→ Passage:
┌────────

McCain Lags Behind Romney and Giuliani in Fundraising

Presidential Pie

McCain’s campaign just released a statement saying that his campaign will report raising over $12.5 million this quarter which will put him in third place behind Romney at $23 million raised and Giuliani at around $15 million raised.

What does this all mean? First off this isn’t a good sign for the McCain campaign. Here is a guy who was considered the frontrunner with all of the fundraising connections and insitutional support and yet he is going to finish in third place this quarter. Not good.

At this point in a race for President, perception means everything. It is vital to pick up key supporters across the country, important to shape media coverage, and important to convince donors across the country to give to your campaign.

Having McCain finish third behind Romney and Giuliani is all but guaranteed to generate a series of stories questioning the strength of his campaign and his chances of winning. McCain’s numbers will also give rise again to the murmurs in political circles that McCain chances of winning the GOP nomination are decreasing by the day.

└────────

→ Brief A: From the McCain fundraising piece, extract the passage that begins at the words "At this point" and stops after the words "to your campaign.".
→ Brief B: Based on the McCain fundraising piece, answer yes or no to each statement and quote the deciding words: (i) Romney raised $23 million this quarter. (ii) McCain placed second in fundraising this quarter. (iii) The piece says perception matters little at this point in the race.
→ Brief C: Continue the McCain fundraising piece from its final sentence.

→ Record set:

┌────────

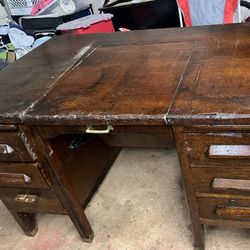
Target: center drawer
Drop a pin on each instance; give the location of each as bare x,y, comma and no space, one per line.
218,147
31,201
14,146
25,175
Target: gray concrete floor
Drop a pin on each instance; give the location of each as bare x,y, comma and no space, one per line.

└────────
┌────────

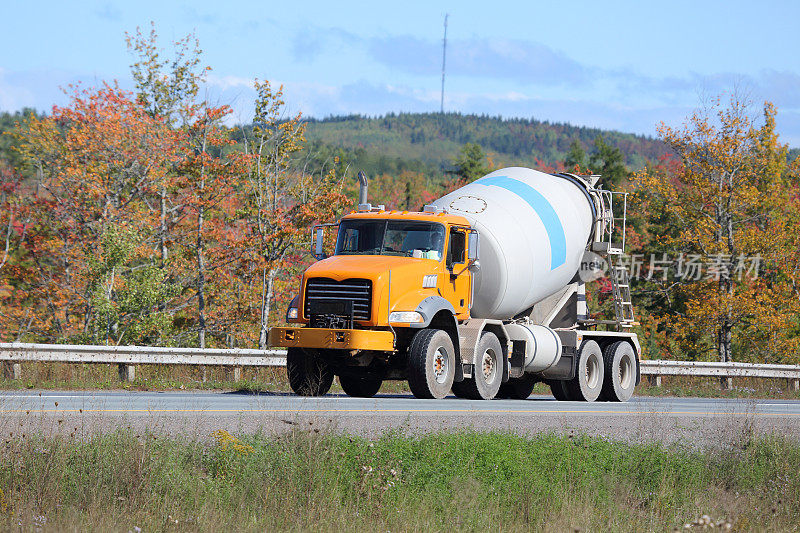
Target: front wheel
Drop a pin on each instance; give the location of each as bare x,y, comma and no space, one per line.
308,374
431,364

└────────

→ Response area A:
At this point in a race for President, perception means everything. It is vital to pick up key supporters across the country, important to shape media coverage, and important to convince donors across the country to give to your campaign.

→ Response area B:
(i) Yes: "behind Romney at $23 million raised"
(ii) No: "which will put him in third place"
(iii) No: "At this point in a race for President, perception means everything."

→ Response area C:
One has to wonder what’s going on in McCain’s camp. By all accounts he has a fairly strong and experienced team who knew that putting up a good number in the first quarter was vital to the campaign. Now they will try to spin it by saying it’s not that important, but you know that within the McCain brain trust, people are worried.

The reality for McCain is that his fundraising numbers are a symptom of what’s wrong with McCain ’08. There just isn’t a whole lot of enthusiasm among Republicans for McCain. He has alienated conservatives with stands on any number of issues, and his attempts to placate conservatives have had the effect of turning off McCain’s real base in the party – liberal and moderate Republicans.

So, in effect, McCain really has no substantive base within the party to run on. It looks like traditional Republican donors (read: big donors) have picked up on this and we are seeing the effect of that in McCain’s numbers.